Of toch een Grondwet?

Het grote verschil tussen "normale" verdragen en de afspraken in EU-verband, is het gegeven dat Europese afspraken rechtstreeks invloed hebben op het leven van de burger. Nederland maakt deel uit van een Europese rechtsorde. De lidstaten van de Europese Unie hebben bovendien geaccepteerd dat uitspraken en besluiten van de Europese Commissie en het Europees Hof van Justitie voorrang hebben boven die van gerechtelijke instanties op nationaal niveau.

Het woordgebruik aanpassen aan de realiteit

Toen de Belgische europarlementariër Fernand Herman in 1994 een "vroege" Europese Grondwet presenteerde, schreef hij in de toelichting al dat het Europese Hof van Justitie in verschillende recente arresten heeft erkend dat de Gemeenschap beschikt over een constitutionele juridische orde.

Met een Europese Grondwet die geleidelijk de bestaande Verdragen zou vervangen, wilde Fernand Herman slechts "het woordgebruik aanpassen aan de feiten, en de teksten aan de realiteit."

Items uit de dataset
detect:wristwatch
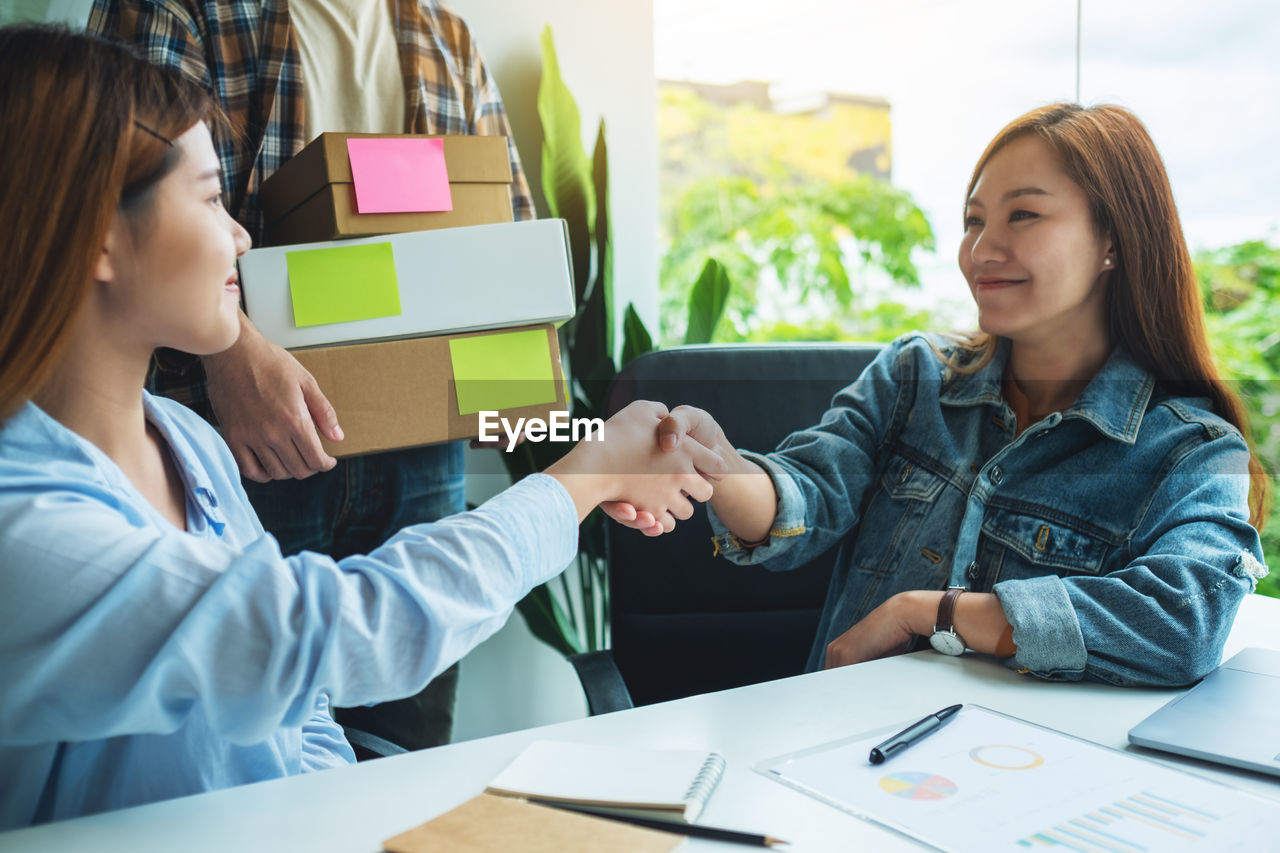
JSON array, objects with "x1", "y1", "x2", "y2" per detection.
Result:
[{"x1": 929, "y1": 587, "x2": 965, "y2": 654}]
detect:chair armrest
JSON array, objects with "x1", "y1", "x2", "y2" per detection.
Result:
[{"x1": 568, "y1": 651, "x2": 635, "y2": 717}]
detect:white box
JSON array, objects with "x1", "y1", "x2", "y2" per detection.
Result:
[{"x1": 239, "y1": 219, "x2": 575, "y2": 348}]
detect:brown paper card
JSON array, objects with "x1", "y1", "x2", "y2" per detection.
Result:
[{"x1": 383, "y1": 794, "x2": 685, "y2": 853}]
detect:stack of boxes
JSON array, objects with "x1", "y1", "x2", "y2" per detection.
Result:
[{"x1": 239, "y1": 133, "x2": 575, "y2": 456}]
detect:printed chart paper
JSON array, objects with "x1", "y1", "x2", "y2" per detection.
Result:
[
  {"x1": 347, "y1": 137, "x2": 453, "y2": 213},
  {"x1": 756, "y1": 706, "x2": 1280, "y2": 853}
]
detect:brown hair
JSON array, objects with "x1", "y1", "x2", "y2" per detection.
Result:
[
  {"x1": 0, "y1": 24, "x2": 216, "y2": 423},
  {"x1": 951, "y1": 104, "x2": 1270, "y2": 530}
]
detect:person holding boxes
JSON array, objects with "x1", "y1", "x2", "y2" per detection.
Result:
[
  {"x1": 0, "y1": 27, "x2": 723, "y2": 829},
  {"x1": 88, "y1": 0, "x2": 534, "y2": 749}
]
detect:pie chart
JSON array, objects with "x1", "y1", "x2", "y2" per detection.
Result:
[{"x1": 879, "y1": 771, "x2": 957, "y2": 799}]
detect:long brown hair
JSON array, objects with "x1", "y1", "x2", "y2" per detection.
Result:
[
  {"x1": 0, "y1": 26, "x2": 215, "y2": 423},
  {"x1": 955, "y1": 104, "x2": 1270, "y2": 530}
]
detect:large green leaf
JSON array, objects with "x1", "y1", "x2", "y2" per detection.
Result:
[
  {"x1": 622, "y1": 302, "x2": 653, "y2": 365},
  {"x1": 538, "y1": 26, "x2": 595, "y2": 306},
  {"x1": 685, "y1": 257, "x2": 730, "y2": 343},
  {"x1": 516, "y1": 584, "x2": 584, "y2": 657},
  {"x1": 570, "y1": 122, "x2": 617, "y2": 418}
]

Opdracht 1
In welk jaar presenteerde Fernand Herman volgens de tekst over de Europese Grondwet zijn "vroege" Europese Grondwet?
Opdracht 2
Schrijf de tekst over de Europese Grondwet verder, te beginnen na de laatste zin.

Antwoordvak 1
In 1994.

Antwoordvak 2
De EU bezit al geruime tijd een constitutie

Ook de Nederlandse Raad van State oordeelde in juli 2003 dat de Europese Unie al geruime tijd een constitutie bezit. Toen de Raad van State het initiatief-wetsvoorstel behandelde, waarmee een referendum over de Europese Grondwet in Nederland mogelijk wordt, gaf zij bij haar goedkeurend advies de volgende overweging:

 

Het verschil in betekenis tussen het hier aan de orde zijnde verdrag en de andere verdragen [van Maastricht, Amsterdam en Nice] is niet zozeer principieel als gradueel. De Europese Gemeenschappen en de Unie bezitten al geruime tijd een constitutie, en de Europese Grondwet is naar haar inhoud niet volledig nieuw; ze bestaat voor een groot deel uit hercodificatie van bestaande verdragen.

Wel wijst de Raad [van State] erop dat in de Europese Grondwet het (enigszins uitgebreide) handvest van grondrechten zal zijn opgenomen; deze grondrechten krijgen daarmee ook een bindend karakter, en de rechter zal wettelijke bepalingen daaraan kunnen toetsen. Grondrechten zijn een wezenlijk element van een Grondwet in een democratische rechtsstaat.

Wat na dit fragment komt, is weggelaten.